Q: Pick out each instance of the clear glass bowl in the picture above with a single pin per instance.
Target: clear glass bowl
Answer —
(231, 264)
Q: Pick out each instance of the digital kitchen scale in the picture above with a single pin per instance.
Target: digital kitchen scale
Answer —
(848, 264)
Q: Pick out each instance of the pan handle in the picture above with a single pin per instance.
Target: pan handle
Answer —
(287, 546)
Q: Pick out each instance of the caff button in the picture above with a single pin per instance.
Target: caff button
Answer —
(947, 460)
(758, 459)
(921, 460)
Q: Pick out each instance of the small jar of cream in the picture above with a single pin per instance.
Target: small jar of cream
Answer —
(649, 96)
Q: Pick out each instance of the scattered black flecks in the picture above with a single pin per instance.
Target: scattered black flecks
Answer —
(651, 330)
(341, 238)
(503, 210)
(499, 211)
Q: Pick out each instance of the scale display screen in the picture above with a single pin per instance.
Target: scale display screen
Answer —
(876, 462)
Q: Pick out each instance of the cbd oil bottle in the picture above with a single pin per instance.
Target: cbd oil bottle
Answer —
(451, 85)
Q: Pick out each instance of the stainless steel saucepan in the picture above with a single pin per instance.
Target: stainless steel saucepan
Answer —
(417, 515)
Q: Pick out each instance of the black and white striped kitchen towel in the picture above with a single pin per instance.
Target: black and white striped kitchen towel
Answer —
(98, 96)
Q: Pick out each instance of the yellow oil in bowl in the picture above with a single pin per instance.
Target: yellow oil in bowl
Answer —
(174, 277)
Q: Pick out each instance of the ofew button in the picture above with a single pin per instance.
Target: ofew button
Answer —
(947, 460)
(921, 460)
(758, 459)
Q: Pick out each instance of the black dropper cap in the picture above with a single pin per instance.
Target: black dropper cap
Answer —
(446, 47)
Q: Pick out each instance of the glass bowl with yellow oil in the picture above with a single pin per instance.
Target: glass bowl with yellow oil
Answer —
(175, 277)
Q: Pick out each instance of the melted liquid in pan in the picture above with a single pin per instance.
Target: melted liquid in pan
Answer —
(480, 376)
════════════════════
Could you copy every one of the entries above line for line, changing nothing?

Q: Pick out each instance of the clear glass bowl in the picture above with a single pin per instance.
Target: clear glass bowl
Answer —
(231, 264)
Q: Pick out each instance of the digital kitchen scale in the picture above with a single pin per instance.
Target: digital kitchen scale
Answer —
(848, 264)
Q: Pick out each instance of the pan handle in the picture above with a single pin per instance.
Target: pan handle
Answer —
(287, 546)
Q: Pick out each instance of the caff button in the picture above with a single pin per instance.
Target: caff button
Answer —
(947, 460)
(758, 459)
(921, 460)
Q: Pick out each instance of the small jar of cream in the picture above with a single pin per instance.
Target: small jar of cream
Answer —
(649, 96)
Q: Pick out each instance of the scattered black flecks in the picture above with a single pin per instance.
Target: scattered black flecks
Answer —
(651, 330)
(341, 238)
(503, 210)
(499, 211)
Q: Pick out each instance of the scale display screen in the picture above with a single pin per instance.
Target: scale display screen
Answer —
(876, 462)
Q: Pick out each instance of the cbd oil bottle in the picture above with a single pin per instance.
Target: cbd oil bottle
Answer —
(451, 85)
Q: Pick out each instance of the stainless steel saucepan in the picture above with a single pin per instance.
Target: stainless steel saucepan
Answer —
(417, 515)
Q: Pick out each instance of the black and white striped kitchen towel in the picture above with a single pin per instance.
Target: black and white striped kitchen towel
Answer —
(98, 96)
Q: Pick out each instance of the yellow oil in bowl in the picture above with a single pin per instance.
Target: yellow oil in bowl
Answer —
(174, 277)
Q: Pick out each instance of the ofew button in the picture above with a single pin per instance.
Target: ofew button
Answer —
(947, 460)
(921, 460)
(758, 459)
Q: Pick out each instance of the black dropper cap in the picture above with a single pin per instance.
Target: black dropper cap
Answer —
(446, 47)
Q: Pick out each instance of the glass bowl with yellow oil in the picture above with a single pin per instance.
Target: glass bowl with yellow oil
Answer —
(175, 277)
Q: Pick out each instance of the melted liquid in pan in the picture above with a single pin per instance.
Target: melted liquid in pan
Answer —
(480, 376)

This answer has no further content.